#### [WHAT IS ASKED]
Copy the rows below, replacing each instance of "pixel coordinates" with "pixel positions" and keeping everything else unchanged.

#### [INPUT RECORDS]
----

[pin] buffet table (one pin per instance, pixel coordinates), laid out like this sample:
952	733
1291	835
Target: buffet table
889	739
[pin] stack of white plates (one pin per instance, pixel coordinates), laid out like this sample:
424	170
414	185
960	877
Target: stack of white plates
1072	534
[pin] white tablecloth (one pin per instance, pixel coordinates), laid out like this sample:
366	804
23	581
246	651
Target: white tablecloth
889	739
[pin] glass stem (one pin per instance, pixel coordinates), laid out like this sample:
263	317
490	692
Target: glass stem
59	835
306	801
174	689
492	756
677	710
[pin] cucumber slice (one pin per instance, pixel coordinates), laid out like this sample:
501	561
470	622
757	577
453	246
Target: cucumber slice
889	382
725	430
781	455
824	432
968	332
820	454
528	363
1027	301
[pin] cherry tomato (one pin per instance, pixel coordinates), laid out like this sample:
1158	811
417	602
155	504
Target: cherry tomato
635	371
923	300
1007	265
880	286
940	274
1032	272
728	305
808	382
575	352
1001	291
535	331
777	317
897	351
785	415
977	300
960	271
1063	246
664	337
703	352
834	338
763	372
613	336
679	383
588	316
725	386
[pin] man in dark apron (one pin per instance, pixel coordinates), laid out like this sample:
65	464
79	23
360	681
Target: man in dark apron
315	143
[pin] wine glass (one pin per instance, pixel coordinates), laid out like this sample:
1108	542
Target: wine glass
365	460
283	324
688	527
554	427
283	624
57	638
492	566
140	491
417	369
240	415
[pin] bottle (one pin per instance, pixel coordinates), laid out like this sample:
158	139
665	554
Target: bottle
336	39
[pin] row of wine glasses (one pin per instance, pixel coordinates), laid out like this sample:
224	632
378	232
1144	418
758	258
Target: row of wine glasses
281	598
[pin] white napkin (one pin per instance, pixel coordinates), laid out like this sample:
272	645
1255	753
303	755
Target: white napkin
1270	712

----

#### [RESPONSE BELOW]
[pin] buffet table (one pin per instance, pixel positions), laid out like this sample:
952	733
1291	835
Target: buffet table
889	739
[pin] stack of white plates (one pin per instance, pixel positions), laid out like this sample:
424	170
414	185
960	877
Target: stack of white plates
1072	534
[pin] white tablecloth (one pin per instance, pixel positions), laid out like this sample:
366	804
23	581
246	651
Target: white tablecloth
889	739
[pin] glass stem (one pin per instance, pixel positions), laid out like this sample:
263	317
490	692
Target: glass stem
59	835
306	801
174	689
492	756
677	710
[pin] cucumber slice (one pin per instance, pixel positions), laid out like this sample:
501	561
470	622
757	577
453	246
Target: cucumber slice
889	382
725	430
781	455
824	432
968	332
820	454
528	363
1027	301
[pin] cherry tomato (one pin per instance, pixel positions), laid out like this sample:
1158	811
417	602
155	504
Target: cherry tomato
635	371
923	300
1007	265
880	286
940	274
1032	272
728	305
808	382
575	352
1001	291
535	331
777	317
897	351
785	415
977	300
960	271
1063	246
664	337
703	352
834	338
763	372
613	336
679	383
588	316
725	386
[pin] man in dark apron (one pin per instance, pixel positions), laid out like this sample:
65	464
79	23
360	681
Target: man in dark apron
315	143
[pin] wine glass (one pin per instance, pixel positions), laid out like this sample:
1108	542
Target: wine glass
365	460
283	324
688	527
554	427
283	624
57	638
492	566
140	491
417	369
240	415
[pin] bottle (one pin per instance, pixel positions), laid out like this sample:
158	139
665	554
Target: bottle
336	39
[pin] row of wine glasses (one pin per instance, pixel positions), laid out like this sample:
224	632
378	232
1144	418
758	258
Target: row of wine glasses
281	598
[pin] white napkin (one pin per instance, pixel positions), laid out like this sample:
272	645
1255	753
303	755
Target: white napkin
1270	712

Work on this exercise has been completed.